**Given instruction:** Please find every line in the items below that contains the string "satellite" and copy each one. Case counts.

--- Provided data ---

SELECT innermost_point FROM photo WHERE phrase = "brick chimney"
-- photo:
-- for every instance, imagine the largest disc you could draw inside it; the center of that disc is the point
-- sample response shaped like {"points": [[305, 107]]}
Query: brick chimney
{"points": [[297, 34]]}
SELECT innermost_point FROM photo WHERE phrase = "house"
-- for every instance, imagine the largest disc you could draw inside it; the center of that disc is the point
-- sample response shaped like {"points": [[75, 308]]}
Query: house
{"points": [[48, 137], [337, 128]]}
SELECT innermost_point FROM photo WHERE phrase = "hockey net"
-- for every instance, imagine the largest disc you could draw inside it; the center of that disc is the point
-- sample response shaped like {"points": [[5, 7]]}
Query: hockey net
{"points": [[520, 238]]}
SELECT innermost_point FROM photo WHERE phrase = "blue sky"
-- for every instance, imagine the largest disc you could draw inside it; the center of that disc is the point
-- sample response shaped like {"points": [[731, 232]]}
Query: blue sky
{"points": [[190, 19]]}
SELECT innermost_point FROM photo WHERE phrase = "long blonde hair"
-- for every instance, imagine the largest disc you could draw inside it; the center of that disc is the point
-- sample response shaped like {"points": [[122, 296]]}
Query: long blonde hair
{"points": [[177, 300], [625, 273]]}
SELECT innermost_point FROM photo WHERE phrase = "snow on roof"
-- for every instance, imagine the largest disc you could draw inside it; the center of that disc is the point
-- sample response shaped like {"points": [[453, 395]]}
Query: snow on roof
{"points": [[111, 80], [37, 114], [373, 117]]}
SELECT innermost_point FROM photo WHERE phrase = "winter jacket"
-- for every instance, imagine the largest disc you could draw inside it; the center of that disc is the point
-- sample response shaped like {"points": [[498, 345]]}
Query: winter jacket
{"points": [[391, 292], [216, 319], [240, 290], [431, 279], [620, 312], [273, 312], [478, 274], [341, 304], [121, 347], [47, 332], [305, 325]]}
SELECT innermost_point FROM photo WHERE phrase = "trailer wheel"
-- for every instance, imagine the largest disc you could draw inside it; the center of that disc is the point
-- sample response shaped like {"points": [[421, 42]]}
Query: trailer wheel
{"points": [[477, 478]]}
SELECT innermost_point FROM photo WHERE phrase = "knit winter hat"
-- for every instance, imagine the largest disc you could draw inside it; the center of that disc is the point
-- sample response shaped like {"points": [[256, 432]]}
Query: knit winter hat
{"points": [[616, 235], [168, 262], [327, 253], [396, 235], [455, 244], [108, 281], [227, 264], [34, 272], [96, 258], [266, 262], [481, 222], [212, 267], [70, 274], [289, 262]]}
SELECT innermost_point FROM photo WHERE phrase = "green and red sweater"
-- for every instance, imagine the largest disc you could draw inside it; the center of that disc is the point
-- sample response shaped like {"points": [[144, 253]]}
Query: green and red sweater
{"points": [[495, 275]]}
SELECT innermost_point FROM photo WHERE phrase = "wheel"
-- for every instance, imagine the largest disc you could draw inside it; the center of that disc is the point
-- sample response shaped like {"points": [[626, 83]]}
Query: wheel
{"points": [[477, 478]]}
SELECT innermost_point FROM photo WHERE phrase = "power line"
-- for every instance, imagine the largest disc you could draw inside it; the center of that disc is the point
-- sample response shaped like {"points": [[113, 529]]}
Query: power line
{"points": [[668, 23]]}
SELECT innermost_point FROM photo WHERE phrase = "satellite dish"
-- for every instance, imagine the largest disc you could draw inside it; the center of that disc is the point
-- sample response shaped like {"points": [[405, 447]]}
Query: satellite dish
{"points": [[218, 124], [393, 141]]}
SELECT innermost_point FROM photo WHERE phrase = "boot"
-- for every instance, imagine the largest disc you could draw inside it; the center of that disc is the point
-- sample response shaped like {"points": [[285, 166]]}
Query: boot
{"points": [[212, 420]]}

---

**Problem solution:**
SELECT innermost_point FROM photo WHERE phrase = "satellite dish"
Query: satellite dish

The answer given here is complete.